* Enunciado a: Reescreva o trecho da listagem que abre com a linha que contém "sign you can see." e fecha com a linha que contém "[169,218,256,245]", ambas inclusive e com os pedidos. Multiplique por 1,55 cada coordenada das respostas e arredonde para inteiros, com as metades para cima.

Thursday, 21 de November de 2024 ISSN 1519-7670 - Ano 24 - nº 1315

Telenovelas: a ficção atrapalha a realidade?

As telenovelas brasileiras foram o tema do programa Observatório da Imprensa na TV exibido na terça-feira (17/4). Com poder de influenciar e repercutir o comportamento da sociedade – e movimentar milhões de reais em publicidade e produção –, atualmente são exibidos na TV brasileira 14 folhetins eletrônicos que equivalem a 10 horas de programação diária, de segunda a sábado. Toda essa incidência suscita questionamentos sobre o significado dessas produções para o país: há excesso de telenovelas na programação da TV? Elas ajudam a sociedade a compreender melhor o mundo? Contribuem para o desenvolvimento da sociedade?

* Enunciado b: Dê seguimento ao texto sobre as telenovelas brasileiras a partir de onde ele termina.

* Dados fornecidos:
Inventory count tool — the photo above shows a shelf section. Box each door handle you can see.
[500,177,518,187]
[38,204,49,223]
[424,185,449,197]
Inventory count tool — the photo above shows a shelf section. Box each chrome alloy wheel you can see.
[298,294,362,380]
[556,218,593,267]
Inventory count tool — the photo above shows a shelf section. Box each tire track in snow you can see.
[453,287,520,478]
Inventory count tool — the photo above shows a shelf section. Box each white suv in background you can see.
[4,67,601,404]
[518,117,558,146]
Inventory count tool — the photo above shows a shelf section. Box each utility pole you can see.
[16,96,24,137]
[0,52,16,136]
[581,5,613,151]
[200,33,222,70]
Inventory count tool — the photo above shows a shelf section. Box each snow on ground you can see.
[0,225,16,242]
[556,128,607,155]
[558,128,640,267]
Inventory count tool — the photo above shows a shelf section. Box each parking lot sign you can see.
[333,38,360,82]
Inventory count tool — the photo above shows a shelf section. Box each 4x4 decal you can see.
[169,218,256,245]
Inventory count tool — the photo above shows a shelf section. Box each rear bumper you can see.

* Resultado do exercício a:
Inventory count tool — the photo above shows a shelf section. Box each parking lot sign you can see.
[516,59,558,127]
Inventory count tool — the photo above shows a shelf section. Box each 4x4 decal you can see.
[262,338,397,380]

* Resultado do exercício b:
No editorial de abertura do programa [ver abaixo], Alberto Dines comentou as duas grandes manchetes da mídia naquele dia: o assassinato de 32 pessoas numa universidade americana do estado da Virginia e a troca de tiros no Morro da Mineira, região central do Rio, que deixou pelo menos 19 mortes e muitos feridos. Para Dines, o terrorismo na universidade e a guerrilha urbana assustam porque fazem perceber que a culpa não é só dos matadores. Assinalou que, nesses casos, a ficção parece ser uma saída para fugir da realidade. E as telenovelas são os produtos mais atraentes na prateleira.


Participaram do programa, em São Paulo, Mauro Alencar, pesquisador da USP e consultor da Rede Globo e a crítica de TV do Leila Reis, titular da coluna ‘Sintonia fina’ do Estado de S.Paulo; no estúdio do Rio estava Marcílio Moraes, autor de telenovelas (é dele Vidas opostas, em exibição na Rede Record) e presidente da Associação Brasileira de Roteiristas Profissionais de TV.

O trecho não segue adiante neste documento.